> 作業指示:
• a. 提供文の「今回は『心臓移植を待つ夫婦の」から「一緒にいないといけないのだ。」までを、「講習」を「研修」に入れ替えて書き直しなさい。
• b. 提供文によると、アメリカや韓国が移植医療の数を大きく伸ばしたのは何の結果か。

──────── 提供文 ────────

今回は『心臓移植を待つ夫婦の1000日』というサブタイトルを付けた通り、患者を支える家族たちの苦悩も描かれている。その姿を間近で見て、「この病気は本当に家族の負担が重いんです」と力説。例えば、VADを入れて退院するには、機械の取り扱いや緊急時対応などの講習を受け、認められた「介助者」が、常に一緒にいないといけないのだ。
「日本はいろいろルールが厳しくて、あまりにも家族へ負担がかかるため、支えきれなくなって離婚されてしまうご夫婦もいるんです。もともと夫婦間で抱えていた問題が、病気や介助者の問題をきっかけに一気に表に出てきて、家族と一緒に暮らせなくなってしまったり、関係がうまくいかなくなってしまったりしたケースを、私もよく見てきました」
臓器提供の待機期間の長期化に追い打ちをかけるように、新型コロナウイルスの流行も移植の減少に影響しているという。だからこそ、この番組を今放送する意義は大きい。
「移植医療というのは、もちろん『提供しない』という意思表示も含め、国民一人ひとりが参加できて、本気で取り組めば助かる人がすごく多くなるという珍しい医療なんです。アメリカや韓国は、国をあげて移植医療に取り組んできた結果、ものすごく数を伸ばしているのですが、日本は臓器移植法が成立した当初に賛否両論が巻き起こり、なんとなく『移植賛成』と言えないような雰囲気ができてしまい、それから今度は無関心になってしまった。この無関心こそ、一番どうしようもないことなので、今こそこの番組を放送して、メディアも注目しなければいけないのではないかという思いがあります」

──────── 提供データ ────────

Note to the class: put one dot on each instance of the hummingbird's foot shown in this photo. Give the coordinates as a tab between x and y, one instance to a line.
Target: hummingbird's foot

────────

> 解答:
• a.
今回は『心臓移植を待つ夫婦の1000日』というサブタイトルを付けた通り、患者を支える家族たちの苦悩も描かれている。その姿を間近で見て、「この病気は本当に家族の負担が重いんです」と力説。例えば、VADを入れて退院するには、機械の取り扱いや緊急時対応などの研修を受け、認められた「介助者」が、常に一緒にいないといけないのだ。

• b. 国をあげて移植医療に取り組んできた結果である。